Exercise 1:
Answer these questions from the note on Celestial Sixties:
(a) To whose memory is Celestial Sixties II dedicated?
(b) From which book, and by which author, are Proverbs for Paranoids II and III taken?
(c) What spirit is the Celestial Sixties cycle meant to capture?
Exercise 2: Summarize the note on Celestial Sixties in two sentences.
Exercise 3: Write one more paragraph that carries the note on Celestial Sixties on past its final sentence.

CELESTIAL SIXTIES II is dedicated to the memory of Stephen C. "Lucky" Mosco, the late California composer and conductor. It is a setting in one movement of the following texts in English:
Proverbs for Paranoids II and III, from GRAVITY'S RAINBOW, by Thomas Pynchon
The Celestial Sixties cycle is meant to capture the visionary and ecstatic spirit of the 1960s in California and the rest of America, when a new level of awareness seemed to have been achieved by some (though resisted by others), as well as the transcendental but at times troubled mood of its cultural scene, translated into the musical idiom of modern Classical music. The texts were chosen for their sometimes subtle, and at other times provocative interrelations, both within each piece, and between the two of them.
It may be wondered why I have chosen popular texts for use in such a long and complex Modernist work as CELESTIAL SIXTIES: A SYMPHONY OF MEN'S VOICES. I believe that within the limits of what a handful of the very best musical men can sing on their own together - and the symbolism of this few is quite deliberate - this music captures, synthesizes, and celebrates the totality of the magnificence and the scope, the ecstasies and the turbulance of the most socially promising decade America knew in the Twentieth Century, and the decade the full promise of which has most tragically been denied. For while greater tragedies existed, their imperatives have either been met, or the failure to do so is identified.

Provided information:

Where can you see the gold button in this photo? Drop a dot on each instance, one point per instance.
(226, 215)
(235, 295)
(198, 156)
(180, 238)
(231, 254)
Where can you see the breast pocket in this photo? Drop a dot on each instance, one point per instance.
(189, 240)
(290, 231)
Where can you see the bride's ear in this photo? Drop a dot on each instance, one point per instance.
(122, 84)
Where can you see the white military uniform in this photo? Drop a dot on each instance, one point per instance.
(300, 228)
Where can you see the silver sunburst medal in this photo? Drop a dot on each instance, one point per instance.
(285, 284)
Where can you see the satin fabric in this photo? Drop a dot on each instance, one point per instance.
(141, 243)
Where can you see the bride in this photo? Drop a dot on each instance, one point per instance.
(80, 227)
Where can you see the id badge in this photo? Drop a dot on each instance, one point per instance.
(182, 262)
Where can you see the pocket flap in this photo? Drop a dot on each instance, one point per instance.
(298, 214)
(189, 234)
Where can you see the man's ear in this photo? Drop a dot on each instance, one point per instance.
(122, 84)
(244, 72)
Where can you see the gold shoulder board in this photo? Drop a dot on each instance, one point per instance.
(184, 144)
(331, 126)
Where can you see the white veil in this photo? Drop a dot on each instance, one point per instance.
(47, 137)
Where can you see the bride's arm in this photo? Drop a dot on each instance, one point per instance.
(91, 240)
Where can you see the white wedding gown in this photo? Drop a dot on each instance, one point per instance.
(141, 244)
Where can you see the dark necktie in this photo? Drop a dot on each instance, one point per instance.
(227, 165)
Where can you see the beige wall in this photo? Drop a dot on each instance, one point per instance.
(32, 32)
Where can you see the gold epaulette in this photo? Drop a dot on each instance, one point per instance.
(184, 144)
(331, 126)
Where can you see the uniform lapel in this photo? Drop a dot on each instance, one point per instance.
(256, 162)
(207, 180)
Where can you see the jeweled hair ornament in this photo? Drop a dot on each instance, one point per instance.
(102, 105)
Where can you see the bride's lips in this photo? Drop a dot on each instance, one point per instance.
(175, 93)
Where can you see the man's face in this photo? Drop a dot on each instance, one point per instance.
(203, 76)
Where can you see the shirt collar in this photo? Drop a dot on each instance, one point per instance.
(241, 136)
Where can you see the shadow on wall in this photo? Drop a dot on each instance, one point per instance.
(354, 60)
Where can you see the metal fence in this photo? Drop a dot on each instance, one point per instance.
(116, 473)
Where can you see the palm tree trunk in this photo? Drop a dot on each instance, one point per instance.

Written reply 1:
(a) Stephen C. "Lucky" Mosco, the late California composer and conductor.
(b) From Gravity's Rainbow, by Thomas Pynchon.
(c) The visionary and ecstatic spirit of the 1960s in California and the rest of America.

Written reply 2: Celestial Sixties II, dedicated to the late California composer and conductor Stephen C. "Lucky" Mosco, is a one-movement setting of English texts, including Proverbs for Paranoids II and III from Thomas Pynchon's Gravity's Rainbow. The cycle aims to capture the visionary and ecstatic, at times troubled, spirit of 1960s America in the idiom of modern Classical music, and the composer believes that, sung by a handful of men's voices, it celebrates that decade's magnificence and turbulence and the promise that was denied.

Written reply 3:
The tragedy and the promise of resurrection is given in the final passages of the cycle, in the story of St. Stephen, represented in versions both the orthodox and the popular-progressive should be able to recognize. Rather than dwell on the difficulties and disappointment of the world shorn of the possibilities of the social, sexual and free speech revolutions on which we seemed then to be on the verge, but which have been so sorely and repeatedly corrupted and frustrated, I have created a sonic canvas made from the only form of expression on which all whole persons must perforce agree - the human voice. I have full faith that when it is eventually sung as I intend it, this work will create in the hearts and minds of its listeners the sustained passionate and transcendental experience I believe is needed to properly resurrect, celebrate and continue the 1960s, and I believe that it can contribute to give substance to the commitment never to abandon what was best and most worthwhile in the seventh decade of the Twentieth Century.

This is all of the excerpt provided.